§ **SOURCE DOCUMENT**:

#####

Java library for matching text ranges
URLs
-
Project home (this page)
| Do you want to improve this page? Please edit it on GitHub. |
Description
Java library to find:
-
text ranges (defined by a start string and an end string) that can be included in each other.
-
specific string sequence outside a range.
Text range
First example
In following text, you want to match ranges that starts with ( and ends with ):
5 + (4 + (1 + 2) / 3 - 5) * 10 / (3 + 2)
The first range is expected to be (4 + (1 + 2) / 3 - 5).
This result (4 + (1 + 2) (matching the first opening bracket and the first closing bracket) is wrong.
This other result (4 + (1 + 2) / 3 - 5) * 10 / (3 + 2) (matching the first opening bracket and the last closing bracket) is also wrong.
Corresponding java code with SubstringFinder:
String text = "5 + (4 + (1 + 2) / 3 - 5) * 10 / (3 + 2)";
SubstringFinder finder = SubstringFinder.define("(", ")");
Optional<Range> findRange = finder.nextRange(text);
if (findRange.isPresent()) {
Range range = findRange.get();
String substring = text.substring(range.getRangeStart(), range.getRangeEnd());
assertEquals("(4 + (1 + 2) / 3 - 5)", substring);
}
Where SubstringFinder corresponds to this imported class: fr.jmini.utils.substringfinder.SubstringFinder.
Second example
Find the correct range defined { by } corresponding to the main method:
public static void main(String[] args) {
if(args != null) {
for (String s : args) {
printArg(s);
}
}
}
public static void printArg(String arg) {
System.out.println("Arg: " + arg);
}
Exclude an other range
Consider this example:
package tmp;
@SomeAnnotation(arg1="value ;-)", arg2="other value")
public class SomeClass {
}
If you would like to find the content of the @SomeAnnotation value, you can define your range like this:
-
start:
@SomeAnnotation( -
end
)
But in this case you also need to exclude the content between the quotes (" .. "), in order to not match the end of the range with the :-) in the String.
String text = ""
+ "package tmp;\n"
+ " \n"
+ "@SomeAnnotation(arg1=\"value ;-)\", arg2=\"other value\")\n"
+ "public class SomeClass {\n"
+ "}\n";
SubstringFinder finder = SubstringFinder.define("@SomeAnnotation(", ")", "\"", "\"");
Optional<Range> findRange = finder.nextRange(text);
if (findRange.isPresent()) {
Range range = findRange.get();
String substring = text.substring(range.getRangeStart(), range.getRangeEnd());
assertEquals("@SomeAnnotation(arg1=\"value ;-)\", arg2=\"other value\")", substring);
}
String positions outside a range
First example
In following text, you want to find the comma , outside ranges defined by single quote ':
'Hello,world',5,true
The two correct matches are:
-
Between
'and5 -
Between
5andt
The first comma should be ignored because it is between ' and '.

#####

§ **DATASET**:
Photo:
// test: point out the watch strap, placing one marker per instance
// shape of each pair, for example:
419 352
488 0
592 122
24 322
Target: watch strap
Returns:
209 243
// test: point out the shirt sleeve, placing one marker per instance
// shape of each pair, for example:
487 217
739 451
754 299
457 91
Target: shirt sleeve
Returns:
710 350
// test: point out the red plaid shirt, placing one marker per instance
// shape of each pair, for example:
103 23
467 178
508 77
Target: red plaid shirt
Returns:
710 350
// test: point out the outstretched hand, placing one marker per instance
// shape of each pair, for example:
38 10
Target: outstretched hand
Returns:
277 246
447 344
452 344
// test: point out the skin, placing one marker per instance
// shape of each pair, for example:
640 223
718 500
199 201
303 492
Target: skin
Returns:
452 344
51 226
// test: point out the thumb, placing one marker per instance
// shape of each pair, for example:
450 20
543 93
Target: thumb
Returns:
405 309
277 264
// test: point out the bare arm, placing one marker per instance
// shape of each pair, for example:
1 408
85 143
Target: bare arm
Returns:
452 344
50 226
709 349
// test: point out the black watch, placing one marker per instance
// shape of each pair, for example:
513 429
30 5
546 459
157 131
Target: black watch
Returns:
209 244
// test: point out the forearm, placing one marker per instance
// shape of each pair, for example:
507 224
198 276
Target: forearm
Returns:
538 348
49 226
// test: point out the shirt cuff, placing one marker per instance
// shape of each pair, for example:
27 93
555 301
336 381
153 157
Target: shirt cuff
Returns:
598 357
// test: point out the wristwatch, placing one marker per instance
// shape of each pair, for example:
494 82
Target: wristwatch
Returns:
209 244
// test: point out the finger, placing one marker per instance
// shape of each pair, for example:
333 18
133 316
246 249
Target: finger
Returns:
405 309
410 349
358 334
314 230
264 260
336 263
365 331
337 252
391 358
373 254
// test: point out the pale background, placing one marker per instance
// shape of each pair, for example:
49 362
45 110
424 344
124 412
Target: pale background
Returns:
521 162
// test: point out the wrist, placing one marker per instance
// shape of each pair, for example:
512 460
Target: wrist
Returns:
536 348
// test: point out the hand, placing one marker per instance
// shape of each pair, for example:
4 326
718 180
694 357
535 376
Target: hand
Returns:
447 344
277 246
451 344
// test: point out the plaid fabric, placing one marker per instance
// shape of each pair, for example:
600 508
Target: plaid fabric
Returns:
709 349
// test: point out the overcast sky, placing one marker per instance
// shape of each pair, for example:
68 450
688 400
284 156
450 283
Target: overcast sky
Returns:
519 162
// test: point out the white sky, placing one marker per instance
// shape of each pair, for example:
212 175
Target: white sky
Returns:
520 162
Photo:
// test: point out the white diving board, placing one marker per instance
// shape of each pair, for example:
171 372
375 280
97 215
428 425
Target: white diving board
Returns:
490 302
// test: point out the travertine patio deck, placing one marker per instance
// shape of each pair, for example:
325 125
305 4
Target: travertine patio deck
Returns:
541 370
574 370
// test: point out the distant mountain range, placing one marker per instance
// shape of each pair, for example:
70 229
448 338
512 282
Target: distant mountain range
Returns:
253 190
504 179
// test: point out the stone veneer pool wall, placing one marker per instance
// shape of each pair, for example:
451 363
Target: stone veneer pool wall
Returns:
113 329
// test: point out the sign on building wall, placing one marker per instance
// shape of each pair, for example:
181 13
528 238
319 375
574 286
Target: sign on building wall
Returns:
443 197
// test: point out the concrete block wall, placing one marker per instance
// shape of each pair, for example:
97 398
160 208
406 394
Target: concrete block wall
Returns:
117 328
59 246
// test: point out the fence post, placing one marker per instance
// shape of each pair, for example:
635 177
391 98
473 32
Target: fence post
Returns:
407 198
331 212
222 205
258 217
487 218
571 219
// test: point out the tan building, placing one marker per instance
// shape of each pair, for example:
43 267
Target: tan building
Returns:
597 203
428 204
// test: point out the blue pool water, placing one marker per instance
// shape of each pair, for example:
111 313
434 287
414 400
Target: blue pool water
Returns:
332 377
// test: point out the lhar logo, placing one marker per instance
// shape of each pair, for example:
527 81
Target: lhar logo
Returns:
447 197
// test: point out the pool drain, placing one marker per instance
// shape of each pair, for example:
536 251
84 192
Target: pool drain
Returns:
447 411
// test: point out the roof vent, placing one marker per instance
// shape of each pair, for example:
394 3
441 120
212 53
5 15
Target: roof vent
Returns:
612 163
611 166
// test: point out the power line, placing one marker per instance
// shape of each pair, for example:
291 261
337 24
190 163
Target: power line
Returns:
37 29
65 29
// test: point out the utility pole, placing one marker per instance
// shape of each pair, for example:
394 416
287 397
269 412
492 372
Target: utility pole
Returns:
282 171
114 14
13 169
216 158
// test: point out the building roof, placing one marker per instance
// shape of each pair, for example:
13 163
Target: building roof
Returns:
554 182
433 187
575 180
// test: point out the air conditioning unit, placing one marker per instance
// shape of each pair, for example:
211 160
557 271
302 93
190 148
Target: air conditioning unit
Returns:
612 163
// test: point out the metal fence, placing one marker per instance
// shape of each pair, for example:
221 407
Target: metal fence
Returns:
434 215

#####

Retype the part of the Java text-range library page above between "But in this" and "in the String.", inclusive.

But in this case you also need to exclude the content between the quotes (" .. "), in order to not match the end of the range with the :-) in the String.